Copy the records out again in full, keeping them identical.

Exercise materials:

==========

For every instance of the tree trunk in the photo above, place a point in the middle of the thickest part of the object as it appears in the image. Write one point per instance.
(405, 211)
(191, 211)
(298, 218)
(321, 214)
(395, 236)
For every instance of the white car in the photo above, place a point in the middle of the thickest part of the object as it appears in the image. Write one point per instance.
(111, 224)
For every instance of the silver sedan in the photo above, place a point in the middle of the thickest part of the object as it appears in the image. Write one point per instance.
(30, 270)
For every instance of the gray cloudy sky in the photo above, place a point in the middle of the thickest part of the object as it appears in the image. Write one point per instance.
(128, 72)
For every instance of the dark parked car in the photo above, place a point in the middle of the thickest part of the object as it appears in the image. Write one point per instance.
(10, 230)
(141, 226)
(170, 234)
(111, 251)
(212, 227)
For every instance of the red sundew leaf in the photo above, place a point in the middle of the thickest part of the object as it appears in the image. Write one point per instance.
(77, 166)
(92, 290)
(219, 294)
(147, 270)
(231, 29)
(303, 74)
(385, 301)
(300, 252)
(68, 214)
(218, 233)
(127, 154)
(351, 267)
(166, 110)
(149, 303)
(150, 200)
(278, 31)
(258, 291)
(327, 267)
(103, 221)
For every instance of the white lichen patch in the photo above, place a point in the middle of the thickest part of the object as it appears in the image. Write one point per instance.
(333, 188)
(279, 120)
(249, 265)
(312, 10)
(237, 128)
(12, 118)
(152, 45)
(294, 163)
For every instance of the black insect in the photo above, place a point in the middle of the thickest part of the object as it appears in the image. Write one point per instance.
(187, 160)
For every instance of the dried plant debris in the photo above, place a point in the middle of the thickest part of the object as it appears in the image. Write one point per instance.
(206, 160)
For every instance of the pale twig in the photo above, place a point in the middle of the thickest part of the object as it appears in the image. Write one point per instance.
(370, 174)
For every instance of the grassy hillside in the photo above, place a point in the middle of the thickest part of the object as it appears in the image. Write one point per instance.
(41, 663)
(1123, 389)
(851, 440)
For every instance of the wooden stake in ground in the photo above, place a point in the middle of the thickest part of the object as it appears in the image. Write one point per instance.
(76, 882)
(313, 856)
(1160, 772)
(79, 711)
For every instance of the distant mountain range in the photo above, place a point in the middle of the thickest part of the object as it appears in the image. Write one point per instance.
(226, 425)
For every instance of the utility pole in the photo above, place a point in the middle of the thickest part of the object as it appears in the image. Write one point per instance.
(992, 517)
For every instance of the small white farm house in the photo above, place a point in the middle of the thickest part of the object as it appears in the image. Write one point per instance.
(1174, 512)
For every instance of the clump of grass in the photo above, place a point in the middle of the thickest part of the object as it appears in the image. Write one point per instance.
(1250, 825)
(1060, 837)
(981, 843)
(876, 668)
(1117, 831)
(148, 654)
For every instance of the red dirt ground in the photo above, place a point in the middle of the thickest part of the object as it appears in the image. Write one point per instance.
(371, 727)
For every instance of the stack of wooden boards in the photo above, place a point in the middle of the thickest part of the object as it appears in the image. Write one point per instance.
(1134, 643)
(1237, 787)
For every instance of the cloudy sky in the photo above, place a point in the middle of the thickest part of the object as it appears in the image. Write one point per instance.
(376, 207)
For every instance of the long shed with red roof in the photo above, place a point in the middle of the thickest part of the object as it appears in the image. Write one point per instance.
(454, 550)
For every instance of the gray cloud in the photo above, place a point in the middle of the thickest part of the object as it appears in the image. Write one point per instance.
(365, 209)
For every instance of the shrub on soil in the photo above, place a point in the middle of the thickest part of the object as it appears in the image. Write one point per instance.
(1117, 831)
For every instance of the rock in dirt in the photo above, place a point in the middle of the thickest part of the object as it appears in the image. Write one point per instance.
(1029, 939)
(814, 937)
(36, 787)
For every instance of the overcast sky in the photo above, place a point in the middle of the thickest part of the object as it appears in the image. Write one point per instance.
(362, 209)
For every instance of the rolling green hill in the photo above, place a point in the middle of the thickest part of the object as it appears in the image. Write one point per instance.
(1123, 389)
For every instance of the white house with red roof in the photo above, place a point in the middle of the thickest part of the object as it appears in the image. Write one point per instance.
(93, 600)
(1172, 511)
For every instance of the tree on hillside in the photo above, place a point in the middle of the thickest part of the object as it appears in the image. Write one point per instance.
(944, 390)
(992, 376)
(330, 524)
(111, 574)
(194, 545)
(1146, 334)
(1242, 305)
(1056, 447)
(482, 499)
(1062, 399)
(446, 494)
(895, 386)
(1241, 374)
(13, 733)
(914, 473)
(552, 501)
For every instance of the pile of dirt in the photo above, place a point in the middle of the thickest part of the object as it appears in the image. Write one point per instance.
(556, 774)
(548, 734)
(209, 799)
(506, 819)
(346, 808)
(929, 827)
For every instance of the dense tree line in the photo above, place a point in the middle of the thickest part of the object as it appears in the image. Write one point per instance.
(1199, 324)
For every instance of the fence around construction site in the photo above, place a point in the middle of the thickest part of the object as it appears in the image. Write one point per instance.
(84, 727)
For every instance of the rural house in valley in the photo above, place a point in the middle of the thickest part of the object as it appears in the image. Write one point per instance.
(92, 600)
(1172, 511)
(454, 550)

==========

Answer to the exercise:
For every instance of the tree trunk in the photo above, place a point in the middle of the thickest part of the object as it appears in the image. Write one point per instance.
(405, 211)
(191, 211)
(298, 218)
(321, 214)
(395, 236)
For every instance of the white car in the photo above, place a point in the middle of the thickest part of the object as it appears in the image. Write one point per instance.
(111, 224)
For every instance of the silver sedan in the photo above, place a point in the middle of the thickest part of the object as it appears in the image. Write one point per instance.
(30, 270)
For every instance of the gray cloudy sky in the photo above, place a point in the middle of the thickest part of the object as it appears in the image. Write one point per instance.
(128, 72)
For every instance of the dark parked car in the photo above, place a point in the middle of the thickest part of the object as it appears in the image. Write one point per instance.
(10, 230)
(141, 226)
(170, 234)
(111, 251)
(212, 227)
For every instance of the red sundew leaf in the photo above, place a point in the middle of the thickest part of the object as it appears in the image. Write one point per instance.
(77, 166)
(92, 290)
(219, 294)
(147, 270)
(231, 29)
(303, 74)
(385, 301)
(300, 252)
(68, 214)
(218, 233)
(127, 154)
(351, 267)
(166, 110)
(149, 303)
(150, 200)
(278, 31)
(258, 291)
(327, 267)
(103, 221)
For every instance of the white lichen patch in the photo above, place a point in the middle of the thickest part of the object as it appears in the image. Write one point per instance.
(333, 188)
(279, 120)
(249, 265)
(312, 10)
(237, 128)
(12, 118)
(152, 45)
(294, 163)
For every instance of the black insect in the photo above, place a point in the middle of the thickest part of the object as it appears in the image. Write one point per instance.
(187, 160)
For every instance of the dried plant debris in the photo above, place a point in the middle of the thickest part of the object as it appears in the image. Write one point per instance.
(206, 160)
For every instance of the pale twig in the photo above, place a point in the middle of the thickest part of the object as it appears in the image. Write one point per instance.
(370, 174)
For every instance of the grassy hillside in the photo above, place a point in the middle of the thickest part of the object as it appears in the image. Write one point per instance.
(41, 663)
(1123, 389)
(851, 440)
For every instance of the wooden stake in ground in the photo above, place a point in the middle of the thickest part of the object as it appears in the image. Write one point per instance.
(76, 882)
(313, 856)
(1160, 772)
(79, 711)
For every instance of the distant mountain range in the photo above, place a point in the middle of the thickest part of the object as it appears in the image. Write one point per instance.
(226, 425)
For every instance of the utility pole in the photo above, place a point in the middle of the thickest part of the object as it appears in the image. Write one point per instance.
(992, 517)
For every instance of the small white farm house in the photo above, place a point in the middle of the thickest part of the object as it appears in the image. Write one point per instance.
(1174, 512)
For every instance of the clump of grass in the photo above, place a point in the middle of the thickest part of the object as it appears in the image. Write one point per instance.
(1250, 825)
(1060, 837)
(981, 843)
(876, 668)
(1117, 831)
(148, 654)
For every instance of the red dirt ground in the photo above, place a point in the middle of the thickest part of the object as it appears in the image. Write one point per instance.
(371, 727)
For every instance of the stack of wooden boards in the photo above, place a point in the middle of the thickest part of the object as it appears in the image. Write one point per instance.
(1134, 643)
(1237, 787)
For every instance of the cloudy sky in the photo above, place a point in the middle of the thickest part of the object as it appears in the image. Write one point per instance.
(376, 207)
For every instance of the long shed with red roof in the photo above, place a point in the middle of the thickest part of the object as it appears in the image. Write one point per instance.
(454, 550)
For every instance of the gray cloud in the photo above, place a point in the middle of the thickest part of the object as it appears in the image. Write one point per instance.
(365, 209)
For every instance of the shrub on soil in the photo above, place a point in the middle of the thickest part of the object as it appears in the image. Write one point per instance.
(1117, 831)
For every instance of the rock in dirt in the photo above, place a point in the middle of the thickest part of the object as it appears in the image. Write one point per instance.
(1029, 939)
(814, 937)
(36, 787)
For every instance of the overcast sky in the photo above, place a point in the middle of the thickest part of the object as it appears in the image. Write one point per instance.
(362, 209)
For every instance of the rolling green hill in the photo above, place a point in the middle of the thickest part of the object as it appears in the image. Write one point per instance.
(1123, 389)
For every instance of the white house with red roof in the photo above, place a point in the middle of the thickest part of the object as it appears in the image. Write one point per instance.
(93, 600)
(1172, 511)
For every instance of the tree on hillside in the photo above, place a point in the middle of the thickest part of the object as it appears in the image. Write one point per instance.
(944, 390)
(992, 376)
(330, 524)
(111, 574)
(194, 545)
(1146, 334)
(1242, 305)
(1056, 447)
(482, 499)
(1062, 399)
(446, 494)
(895, 386)
(1241, 374)
(13, 733)
(914, 473)
(552, 501)
For every instance of the pile of dirt in the photo above, place a point in the middle of the thickest part of the object as it appears in the image. Write one point per instance.
(556, 774)
(548, 734)
(209, 799)
(506, 819)
(346, 808)
(929, 827)
For every instance of the dense tree line in the photo above, place a point in the middle of the thickest part of the object as it appears in the image. Write one point per instance.
(1199, 324)
For every instance of the fence around construction site in the photo above, place a point in the middle of the thickest part of the object as it appears in the image. Write one point per instance.
(84, 727)
For every instance of the rural house in valley in the photo above, place a point in the middle of the thickest part of the object as it appears in the image. Write one point per instance.
(92, 600)
(1172, 511)
(454, 550)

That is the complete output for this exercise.